++++ TEXTO DE LECTURA

Pero si vamos a tener apologética cristiana, si vamos a tener una defensa de la fe, ¿qué clase de defensa de la fe debería ser?
En primer lugar, debe dirigirse no solo contra los adversarios de fuera de la Iglesia, sino también contra los de dentro. Los adversarios de la Sagrada Escritura no se vuelven menos peligrosos cuando están dentro de los muros eclesiásticos, sino mucho más.
En este punto, soy muy consciente de que en la actualidad surgen objeciones generalizadas. Ante todo, dicen los hombres, no tengamos controversias en la Iglesia; olvidemos nuestras pequeñas diferencias teológicas y repitamos todos juntos el himno de Pablo al amor cristiano. Al escuchar tales súplicas, amigos cristianos, creo detectar en ellas con bastante claridad la voz de Satanás. Esa voz se oye, a veces, en labios de hombres buenos y verdaderamente cristianos, como en Cesarea de Filipo se oyó en labios del mayor de los doce. Pero de todos modos es la voz de Satanás.

++++++++

**CONSIGNAS:**
a – Responde según el texto sobre la defensa de la fe:
(i) ¿Contra quiénes debe dirigirse esa defensa?
(ii) ¿Qué himno proponen repetir juntos quienes piden que no haya controversias en la Iglesia?
(iii) ¿En qué lugar se oyó esa voz en labios del mayor de los doce?
b – Retoma el texto sobre la defensa de la fe y continúalo a partir de su última oración.

++++ EXTRACTO DE DATOS

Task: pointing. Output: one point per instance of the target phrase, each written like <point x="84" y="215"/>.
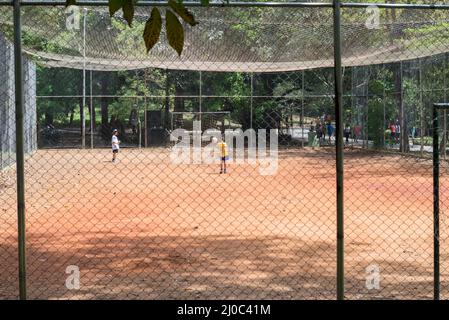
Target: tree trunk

++++++++

**SOLUCIONES:**
a –
(i) Contra los adversarios de fuera de la Iglesia y también contra los de dentro.
(ii) El himno de Pablo al amor cristiano.
(iii) En Cesarea de Filipo.

b –
A veces viene a nosotros de maneras bastante engañosas. Recuerdo, por ejemplo, lo que me dijo en una ocasión un hombre considerado generalmente como uno de los líderes de la Iglesia cristiana evangélica. Lo dijo en el clímax de un día de servicios devocionales. «Si van a la caza de herejías para atrapar el pecado en sus propios corazones perversos», dijo el orador, hasta donde puedo recordar sus palabras, «no tendrán tiempo para la caza de herejías y atrapar los herejes de afuera».
Así llegó la tentación por boca de un hombre bien intencionado. Los «herejes», para usar el término que usó ese orador, son, con sus ayudantes, los indiferentes, que controlan la iglesia dentro de cuyos límites se pronunció esa frase, la Iglesia Presbiteriana de los Estados Unidos de América, como controlan casi todas las iglesias protestantes más grandes del mundo. Un hombre no necesita «cazarlos» por mucho tiempo si quiere oponerse a ellos. Todo lo que necesita hacer es ser fiel al Señor Jesucristo, y su oposición a esos hombres seguirá muy pronto.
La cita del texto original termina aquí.